--- DATA EXCERPTS Enclosed Below ---
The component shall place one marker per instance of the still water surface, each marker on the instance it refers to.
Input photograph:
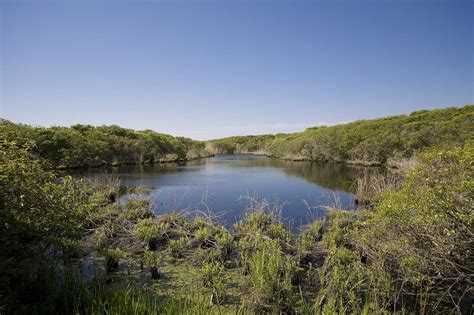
(224, 183)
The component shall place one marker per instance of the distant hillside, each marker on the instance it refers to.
(369, 142)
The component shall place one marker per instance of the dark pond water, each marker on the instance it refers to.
(224, 184)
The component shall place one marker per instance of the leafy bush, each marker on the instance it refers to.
(270, 278)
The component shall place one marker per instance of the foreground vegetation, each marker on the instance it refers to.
(89, 146)
(386, 140)
(71, 247)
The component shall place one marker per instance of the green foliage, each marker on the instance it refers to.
(41, 216)
(112, 258)
(85, 145)
(148, 230)
(213, 277)
(178, 247)
(270, 278)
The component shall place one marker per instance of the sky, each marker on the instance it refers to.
(210, 69)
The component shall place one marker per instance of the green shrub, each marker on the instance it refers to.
(178, 247)
(112, 258)
(270, 279)
(213, 277)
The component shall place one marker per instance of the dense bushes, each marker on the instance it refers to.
(41, 219)
(369, 142)
(84, 145)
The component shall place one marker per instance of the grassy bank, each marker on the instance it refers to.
(70, 247)
(386, 140)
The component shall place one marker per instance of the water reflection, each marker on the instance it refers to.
(219, 183)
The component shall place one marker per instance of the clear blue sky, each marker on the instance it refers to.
(219, 68)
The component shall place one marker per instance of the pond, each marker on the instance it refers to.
(226, 184)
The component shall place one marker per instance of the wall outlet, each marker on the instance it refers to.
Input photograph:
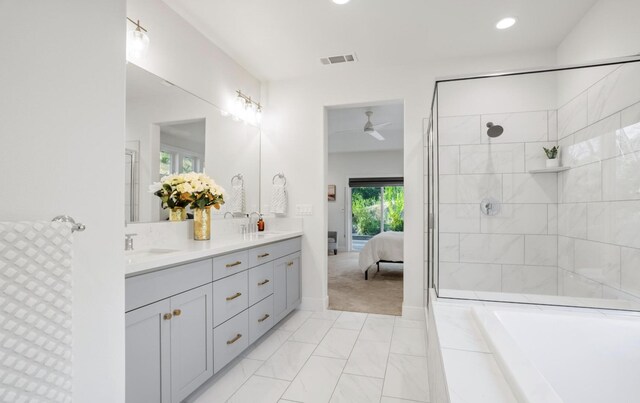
(304, 209)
--- End of Enclosed DATA EXCERPTS ---
TASK TO COMPLETE » Faithful copy, images left out: write out every line of data.

EXERCISE RESULT »
The component shall place one marker per instance of the still water surface, each marker on the instance it refers to.
Input photograph:
(224, 183)
The component shall place one marker per instance of the distant hillside, each marker on the instance it refers to.
(369, 142)
The component shall place one marker per instance of the dark pond water, each marker on the instance it refers to.
(224, 184)
The component shall place one marker per instance of the leafy bush, each marker on the instance it refers to.
(270, 278)
The component shall place one marker per instance of the foreground vegetation, each marker on the instance it refers to.
(89, 146)
(386, 140)
(71, 247)
The component shall place one marker per instance of the green foliage, each marker on the instance it refers to.
(41, 216)
(112, 258)
(85, 145)
(148, 230)
(213, 277)
(178, 247)
(270, 278)
The component shall place one marker per instance of the sky, each marker on the instance it refers to.
(210, 69)
The component shall place one marker per instance of the green shrub, each marker on the instance it refers to.
(178, 247)
(112, 258)
(270, 279)
(213, 277)
The component shall place one marker per instance of the dense bushes, each marker on the instance it refers to.
(41, 219)
(369, 142)
(84, 145)
The component shall place one marker per instance of the grassy bank, each marker on the instance it refers to.
(70, 247)
(386, 140)
The component shall place one marker per instance of the water reflection, each marker on the instance it refers to.
(219, 183)
The component shall place one marker per instance of the clear blue sky, each marker on the instance it refers to.
(219, 68)
The component shall place one marker per instance of the pond, each marker on the instance it refers to.
(226, 184)
The component shall place one marker per instance of the wall outlet, each marker on the instance it refers to.
Input photograph:
(304, 209)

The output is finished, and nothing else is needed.